| Exercise |
Transcribe the passage below on medical costs for insurance exchange enrollees in full, keeping every word and figure unchanged.

| Excerpted text |
Medical costs for individuals who obtained coverage through the ACA’s insurance exchanges were, on average, 22 percent higher than those with employer-based coverage in 2015, according to the association. Average monthly medical spending per member was $559 for individual enrollees in 2015, for example, versus $457 for group members.
The association represents 36 plans that together provide health care coverage for nearly 105 million members — about 1 in 3 Americans.
The report provides some of the best data so far on the health status of people buying individual insurance since the 2010 health-care law took effect, especially because the plans examined are major players in the ACA marketplaces in 46 states and the District, said Larry Levitt, a senior vice president with the Kaiser Family Foundation.
Levitt said the data is likely to help insurers determine what kinds of premium rate increases they may seek from state regulators for 2017. The deadline for submitting rate increases is early May.

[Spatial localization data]
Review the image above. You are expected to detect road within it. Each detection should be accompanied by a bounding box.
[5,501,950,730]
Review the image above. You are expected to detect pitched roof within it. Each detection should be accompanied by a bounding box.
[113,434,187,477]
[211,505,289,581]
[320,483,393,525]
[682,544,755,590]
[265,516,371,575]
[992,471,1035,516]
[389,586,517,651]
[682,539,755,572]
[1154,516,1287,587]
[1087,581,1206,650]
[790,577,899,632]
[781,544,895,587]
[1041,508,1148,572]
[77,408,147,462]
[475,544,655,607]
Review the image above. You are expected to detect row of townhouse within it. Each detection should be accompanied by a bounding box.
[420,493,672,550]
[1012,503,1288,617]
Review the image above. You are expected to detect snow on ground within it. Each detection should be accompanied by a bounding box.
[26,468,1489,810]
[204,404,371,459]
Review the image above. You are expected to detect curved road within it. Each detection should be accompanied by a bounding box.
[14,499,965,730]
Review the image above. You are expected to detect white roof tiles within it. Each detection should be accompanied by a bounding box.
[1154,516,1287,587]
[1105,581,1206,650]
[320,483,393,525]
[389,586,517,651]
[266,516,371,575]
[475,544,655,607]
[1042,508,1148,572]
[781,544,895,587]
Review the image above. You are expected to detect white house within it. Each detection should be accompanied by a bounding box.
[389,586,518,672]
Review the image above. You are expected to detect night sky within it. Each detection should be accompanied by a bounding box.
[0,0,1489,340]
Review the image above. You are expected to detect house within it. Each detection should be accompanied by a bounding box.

| Reply |
Medical costs for individuals who obtained coverage through the ACA’s insurance exchanges were, on average, 22 percent higher than those with employer-based coverage in 2015, according to the association. Average monthly medical spending per member was $559 for individual enrollees in 2015, for example, versus $457 for group members.
The association represents 36 plans that together provide health care coverage for nearly 105 million members — about 1 in 3 Americans.
The report provides some of the best data so far on the health status of people buying individual insurance since the 2010 health-care law took effect, especially because the plans examined are major players in the ACA marketplaces in 46 states and the District, said Larry Levitt, a senior vice president with the Kaiser Family Foundation.
Levitt said the data is likely to help insurers determine what kinds of premium rate increases they may seek from state regulators for 2017. The deadline for submitting rate increases is early May.